◆ SET PROBLEM A: In the compressed sensing abstract below, which lines of text come before the opening paragraph? List every one.
◆ SET PROBLEM B: Reproduce everything in the compressed sensing abstract from "In sparse approximation" down to "its potential applications.".

◆ EXCERPTED PASSAGE:
================================

## DIMACS TR: 2005-40

## Combinatorial Algorithms for Compressed Sensing

### Authors: Graham Cormode and S. Muthukrishnan

**
ABSTRACT
**

In sparse approximation theory, the fundamental problem is to reconstruct
a signal A \in R^n from linear measurements (A,psi_i) with respect to a
dictionary of psi_i's. Recently, there is focus on the novel direction of
Compressed Sensing where the reconstruction can be done with very
few---O(k log n)---linear measurements over a modified dictionary if the
signal is compressible, that is, its information is concentrated in k
coefficients. In particular, these results prove that there exists a
single O(k log n) x n measurement matrix such that any such signal can be
reconstructed from these measurements, with error at most O(1) times the
worst case error for the class of such signals. Compressed sensing has
generated tremendous excitement both because of the sophisticated
underlying Mathematics and because of its potential applications.
In this paper, we address outstanding open problems in Compressed Sensing.

================================

Stored items
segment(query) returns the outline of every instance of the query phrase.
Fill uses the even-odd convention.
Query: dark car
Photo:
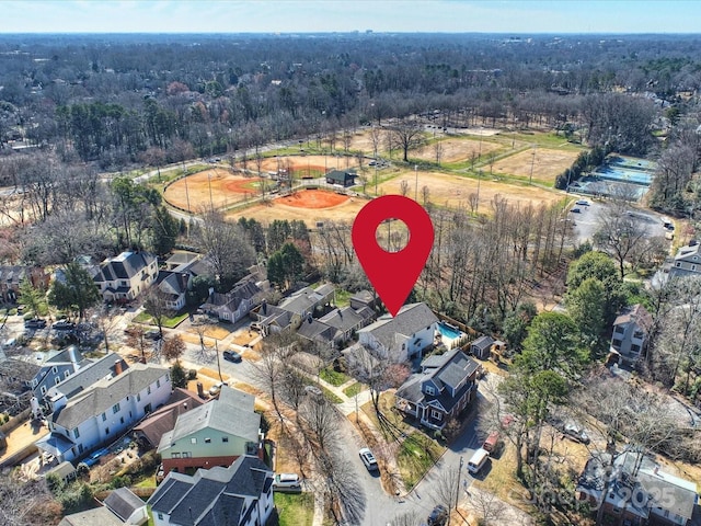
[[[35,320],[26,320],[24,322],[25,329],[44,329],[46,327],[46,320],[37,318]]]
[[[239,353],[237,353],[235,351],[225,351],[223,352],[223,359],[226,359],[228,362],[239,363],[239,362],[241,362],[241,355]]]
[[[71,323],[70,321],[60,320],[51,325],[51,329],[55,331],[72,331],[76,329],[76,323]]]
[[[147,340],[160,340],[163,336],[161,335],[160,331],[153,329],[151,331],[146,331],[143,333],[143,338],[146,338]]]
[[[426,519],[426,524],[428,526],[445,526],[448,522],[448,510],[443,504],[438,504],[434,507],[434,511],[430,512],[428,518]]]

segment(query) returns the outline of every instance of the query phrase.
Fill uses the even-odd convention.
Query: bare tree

================================

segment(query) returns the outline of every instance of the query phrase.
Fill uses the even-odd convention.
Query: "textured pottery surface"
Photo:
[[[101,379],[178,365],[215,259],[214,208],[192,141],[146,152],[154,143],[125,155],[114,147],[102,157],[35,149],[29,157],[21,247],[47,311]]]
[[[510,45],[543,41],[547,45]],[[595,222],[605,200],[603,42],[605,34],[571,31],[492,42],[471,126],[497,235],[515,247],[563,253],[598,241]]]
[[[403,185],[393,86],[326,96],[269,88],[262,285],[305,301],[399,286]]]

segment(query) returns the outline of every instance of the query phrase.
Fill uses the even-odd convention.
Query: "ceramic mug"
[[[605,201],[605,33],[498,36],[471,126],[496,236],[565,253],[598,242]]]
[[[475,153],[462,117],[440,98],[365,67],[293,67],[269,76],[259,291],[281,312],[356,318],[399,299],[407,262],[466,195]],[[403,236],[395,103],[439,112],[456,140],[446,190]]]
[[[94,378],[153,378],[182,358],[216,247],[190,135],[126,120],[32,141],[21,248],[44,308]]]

================================

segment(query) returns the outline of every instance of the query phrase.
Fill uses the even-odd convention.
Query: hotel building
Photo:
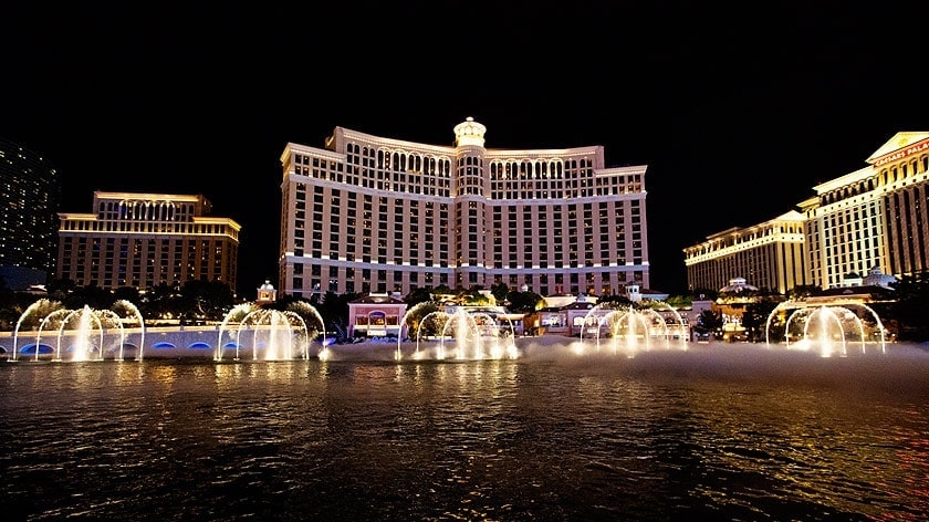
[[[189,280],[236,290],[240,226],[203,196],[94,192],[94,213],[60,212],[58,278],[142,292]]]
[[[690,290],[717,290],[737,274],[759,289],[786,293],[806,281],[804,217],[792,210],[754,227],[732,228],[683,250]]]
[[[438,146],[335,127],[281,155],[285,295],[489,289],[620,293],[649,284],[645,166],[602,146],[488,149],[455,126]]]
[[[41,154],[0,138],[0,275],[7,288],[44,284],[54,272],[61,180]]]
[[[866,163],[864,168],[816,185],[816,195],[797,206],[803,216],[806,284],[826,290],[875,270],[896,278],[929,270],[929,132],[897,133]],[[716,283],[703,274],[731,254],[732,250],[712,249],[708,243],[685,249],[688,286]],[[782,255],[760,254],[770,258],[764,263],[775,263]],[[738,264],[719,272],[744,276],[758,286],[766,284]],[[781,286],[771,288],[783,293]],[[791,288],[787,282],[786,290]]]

================================

◆ COMPLETE OUTPUT A:
- DIMACS TR: 2005-40
- Combinatorial Algorithms for Compressed Sensing
- Authors: Graham Cormode and S. Muthukrishnan
- ABSTRACT

◆ COMPLETE OUTPUT B:
In sparse approximation theory, the fundamental problem is to reconstruct
a signal A \in R^n from linear measurements (A,psi_i) with respect to a
dictionary of psi_i's. Recently, there is focus on the novel direction of
Compressed Sensing where the reconstruction can be done with very
few---O(k log n)---linear measurements over a modified dictionary if the
signal is compressible, that is, its information is concentrated in k
coefficients. In particular, these results prove that there exists a
single O(k log n) x n measurement matrix such that any such signal can be
reconstructed from these measurements, with error at most O(1) times the
worst case error for the class of such signals. Compressed sensing has
generated tremendous excitement both because of the sophisticated
underlying Mathematics and because of its potential applications.